> [Extracted text]
Results and Discussion

A three-way 2 x 3 x 3 (Time x Condition x Group) repeated analysis of variance (ANOVA) procedure was used to compare overall accuracy judgment of reach ability. Results for Time revealed a significant main effect (pre-test vs. post-test), F(1,21)=5.68, p <.05. That is, participants had lower total scores in the pre-test condition (M=27.34) compared to the post-test condition (M=29.02); p <.05. For Condition (standing, sitting, and one foot), there was no main effect, F(2,29)=0.09, p=0.77. That is, participants did not have significantly different scores between conditions. Table 1 shows group mean reach estimation scores for time and condition (Table 1).

Table 1: Mean reach estimation scores for Time and Condition with intervention groups combined.

ANOVA results for Group (age), revealed no main effect, F (2,42)=1.57, p=.21. In other words, there was no significant difference in total scores between the control group (M=28.76), Group 2 (M=27.41) and Group 3 (M=28.763). There were no significant interactions. Regarding any possible training effect, results indicated no significant difference for the Group 1 (control); pre-test (M=28.353) and post-test (M=29.15). However, there was a significant difference (increase) with both intervention groups combined; pre-test (M=27.33) and post-test (M=29.02), F(1,21)=4.89, p< .05.

The purpose of this study was to examine the effects of a motor imagery training program on reach estimation in older persons. The main hypothesis predicted that participants would improve in estimation accuracy and speculatively, reduce fall risk in reach- specific contexts. Our findings in part, support that hypothesis, showing that a 4-week motor imagery training program did influence participants' estimation of reach ability (Figure 2).

Figure 2: Group by time interaction results.

Regarding reach estimations by condition, interestingly, compared to previous reports [15], there was no significant difference between the three reach positions (sitting, standing on two feet, or standing in one foot). Even though participants were more likely to lose their balance or fall while standing on one foot compared to standing on two feet or sitting down, this instability did not affect their reaching estimations. We can only assume that participants, keeping in mind that they were elderly, chose to be more conservative in their reach ability and underestimated when they felt less stable.

With respect to Age, we did expect a greater improvement over time for the younger Group 2; however, no significant difference between the three groups. These results might have been since the number of participants in each group was too small for a difference to be detected. The sample size was a limitation of the study. Increasing the overall number of participants might decrease the effect that individual differences have in each group, and this might result in more differences between groups due to the training. Therefore, future work is warranted to examine our motor imagery training.

There were many things in this study that could be modified and improved for future research. The study's main limitation, as noted earlier, was the number of participants. Another insight we obtained from our results is that perhaps the training should be longer than just four weeks. With longer training, participants might be able to improve their motor imagery strategies at a more in-depth level. As it was mentioned at the beginning of this research, the elderly population is a growing group in society. Their well-being is a major concern for everyone. Because of this, there is a great need to develop strategies and find solutions to limit the number of falls and injuries that are suffered by these individuals every day. This study, along with previous research, shows that motor imagery training could be a potential solution to this problem and it might lead to a reduction in accidents and fatalities due to falling. If future research continues to find mental imagery training successful, this training could be implemented in nursing homes, rehabilitation centers, and senior living facilities. Resulting in lower medical costs and improvement in the everyday living of our senior citizens.

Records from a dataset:
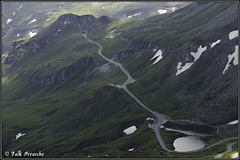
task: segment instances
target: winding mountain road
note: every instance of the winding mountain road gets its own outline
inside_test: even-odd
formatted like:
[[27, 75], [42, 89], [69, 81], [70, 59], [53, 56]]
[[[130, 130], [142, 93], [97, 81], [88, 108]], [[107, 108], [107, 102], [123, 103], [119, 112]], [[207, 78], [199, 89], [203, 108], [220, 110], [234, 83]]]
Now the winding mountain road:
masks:
[[[149, 109], [146, 105], [144, 105], [132, 92], [130, 92], [130, 91], [127, 89], [127, 84], [133, 83], [135, 80], [132, 78], [132, 76], [130, 75], [130, 73], [128, 72], [128, 70], [127, 70], [121, 63], [116, 62], [116, 61], [114, 61], [114, 60], [111, 60], [111, 59], [105, 57], [105, 56], [102, 54], [102, 46], [101, 46], [100, 44], [98, 44], [97, 42], [94, 42], [94, 41], [90, 40], [85, 33], [82, 33], [82, 36], [83, 36], [85, 39], [87, 39], [90, 43], [93, 43], [93, 44], [95, 44], [95, 45], [97, 45], [97, 46], [99, 47], [98, 54], [99, 54], [102, 58], [104, 58], [104, 59], [105, 59], [106, 61], [108, 61], [109, 63], [112, 63], [112, 64], [118, 66], [118, 67], [127, 75], [128, 79], [127, 79], [127, 81], [126, 81], [124, 84], [122, 84], [122, 85], [113, 85], [113, 84], [111, 84], [111, 86], [117, 87], [117, 88], [119, 88], [119, 89], [120, 89], [120, 88], [124, 89], [125, 92], [126, 92], [129, 96], [131, 96], [140, 106], [142, 106], [142, 107], [143, 107], [144, 109], [146, 109], [148, 112], [152, 113], [154, 116], [157, 117], [157, 122], [154, 123], [154, 124], [152, 124], [152, 125], [151, 125], [151, 128], [152, 128], [153, 131], [155, 132], [156, 137], [157, 137], [157, 139], [158, 139], [158, 142], [159, 142], [160, 146], [161, 146], [165, 151], [167, 151], [167, 152], [176, 152], [176, 151], [172, 151], [172, 150], [170, 150], [170, 149], [168, 149], [168, 148], [166, 147], [166, 145], [165, 145], [165, 143], [164, 143], [164, 141], [163, 141], [163, 139], [162, 139], [162, 137], [161, 137], [161, 135], [160, 135], [160, 132], [159, 132], [160, 126], [163, 125], [164, 123], [166, 123], [167, 121], [171, 120], [171, 119], [170, 119], [168, 116], [164, 115], [164, 114], [159, 114], [159, 113], [157, 113], [157, 112], [155, 112], [155, 111], [152, 111], [152, 110]], [[219, 142], [217, 142], [217, 143], [214, 143], [214, 144], [212, 144], [212, 145], [210, 145], [210, 146], [207, 146], [207, 147], [205, 147], [205, 148], [201, 148], [201, 149], [194, 150], [194, 151], [188, 151], [188, 152], [184, 152], [184, 153], [199, 152], [199, 151], [202, 151], [202, 150], [205, 150], [205, 149], [209, 149], [209, 148], [211, 148], [211, 147], [214, 147], [214, 146], [216, 146], [216, 145], [218, 145], [218, 144], [220, 144], [220, 143], [223, 143], [223, 142], [228, 141], [228, 140], [231, 140], [231, 139], [238, 139], [238, 137], [226, 138], [226, 139], [223, 139], [223, 140], [221, 140], [221, 141], [219, 141]], [[236, 142], [236, 143], [237, 143], [237, 142]], [[232, 144], [232, 143], [231, 143], [231, 144]], [[234, 144], [235, 144], [235, 143], [234, 143]], [[178, 152], [176, 152], [176, 153], [178, 153]], [[183, 153], [183, 152], [181, 152], [181, 153]]]
[[223, 152], [223, 153], [220, 153], [220, 154], [216, 155], [214, 158], [220, 158], [220, 157], [222, 157], [224, 154], [229, 153], [229, 152], [232, 152], [232, 146], [233, 146], [234, 144], [236, 144], [236, 143], [237, 143], [237, 142], [229, 143], [229, 144], [227, 145], [227, 150], [226, 150], [225, 152]]

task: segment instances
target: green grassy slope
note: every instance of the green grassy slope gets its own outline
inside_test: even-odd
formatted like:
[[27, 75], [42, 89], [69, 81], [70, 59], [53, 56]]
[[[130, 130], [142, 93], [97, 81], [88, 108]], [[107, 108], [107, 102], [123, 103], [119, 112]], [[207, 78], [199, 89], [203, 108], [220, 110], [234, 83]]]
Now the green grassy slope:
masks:
[[[197, 16], [191, 14], [182, 19], [176, 15], [183, 12], [142, 20], [114, 20], [105, 26], [92, 27], [93, 32], [88, 32], [88, 36], [102, 45], [102, 53], [108, 58], [124, 53], [132, 41], [139, 39], [154, 42], [155, 46], [166, 44], [181, 48], [183, 44], [201, 41], [201, 37], [205, 35], [195, 34], [201, 27], [205, 28], [198, 27], [193, 17], [196, 17], [197, 22], [204, 19], [206, 15], [199, 14], [203, 10], [207, 11], [206, 14], [214, 11], [216, 16], [221, 12], [219, 7], [222, 10], [230, 8], [231, 5], [215, 6], [209, 3], [200, 6], [200, 9], [194, 12]], [[206, 25], [210, 22], [211, 17], [204, 20]], [[164, 24], [167, 26], [159, 27]], [[28, 43], [44, 39], [55, 33], [59, 27], [60, 22], [55, 21], [37, 36], [29, 39]], [[120, 36], [107, 39], [105, 35], [114, 27]], [[228, 27], [233, 29], [234, 24]], [[223, 34], [229, 31], [228, 27]], [[166, 32], [166, 29], [169, 29], [169, 32]], [[123, 90], [108, 85], [123, 83], [127, 77], [119, 68], [106, 63], [97, 54], [97, 46], [83, 39], [80, 36], [81, 30], [82, 28], [78, 27], [66, 27], [55, 37], [49, 36], [48, 47], [37, 53], [23, 50], [23, 56], [12, 64], [12, 71], [3, 77], [3, 152], [19, 149], [29, 152], [41, 150], [45, 157], [65, 158], [84, 158], [88, 155], [98, 158], [213, 158], [224, 151], [230, 141], [197, 153], [166, 153], [145, 121], [153, 115], [141, 108]], [[187, 32], [191, 34], [186, 34]], [[221, 45], [230, 46], [227, 42]], [[207, 61], [208, 57], [202, 57], [199, 65], [194, 67], [200, 76], [196, 72], [189, 72], [188, 76], [176, 80], [175, 63], [177, 64], [179, 50], [171, 50], [155, 65], [150, 61], [154, 55], [152, 48], [133, 53], [122, 63], [136, 79], [136, 82], [128, 85], [129, 90], [149, 108], [171, 118], [194, 118], [191, 107], [195, 104], [195, 99], [190, 95], [197, 97], [204, 89], [205, 80], [210, 81], [214, 77], [210, 76], [210, 79], [207, 79], [208, 76], [201, 72], [202, 66], [210, 63]], [[215, 53], [210, 53], [211, 59], [214, 59]], [[94, 58], [97, 67], [89, 73], [68, 77], [62, 82], [40, 87], [22, 77], [27, 72], [34, 72], [39, 77], [49, 76], [87, 56]], [[104, 65], [108, 65], [109, 68], [99, 71], [99, 67]], [[230, 117], [226, 118], [229, 119]], [[136, 125], [137, 131], [125, 135], [123, 130], [132, 125]], [[15, 135], [20, 132], [26, 135], [15, 141]], [[171, 149], [175, 138], [183, 136], [170, 131], [161, 131], [161, 134]], [[221, 139], [217, 135], [213, 138]], [[205, 140], [208, 141], [207, 145], [212, 143], [211, 137]], [[130, 148], [134, 148], [134, 151], [129, 152]]]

> [Study questions]
- a) In the results and discussion text, how long did the motor imagery training program last?
- b) In the results and discussion text, copy the passage that begins at the words "Results and Discussion" and ends after "condition (Table 1).", putting "subjects" in place of "participants".
- c) For each statement, say yes or no based on the results and discussion text, and quote the words that decide it.
(i) Condition had a significant main effect on reach estimation scores.
(ii) The control group showed no significant difference between pre-test and post-test.
(iii) The study's main limitation was the number of participants.

> [Responses to the tasks]
- a) Four weeks.

- b)
Results and Discussion

A three-way 2 x 3 x 3 (Time x Condition x Group) repeated analysis of variance (ANOVA) procedure was used to compare overall accuracy judgment of reach ability. Results for Time revealed a significant main effect (pre-test vs. post-test), F(1,21)=5.68, p <.05. That is, subjects had lower total scores in the pre-test condition (M=27.34) compared to the post-test condition (M=29.02); p <.05. For Condition (standing, sitting, and one foot), there was no main effect, F(2,29)=0.09, p=0.77. That is, subjects did not have significantly different scores between conditions. Table 1 shows group mean reach estimation scores for time and condition (Table 1).

- c)
(i) No: "For Condition (standing, sitting, and one foot), there was no main effect, F(2,29)=0.09, p=0.77."
(ii) Yes: "results indicated no significant difference for the Group 1 (control)"
(iii) Yes: "The study's main limitation, as noted earlier, was the number of participants."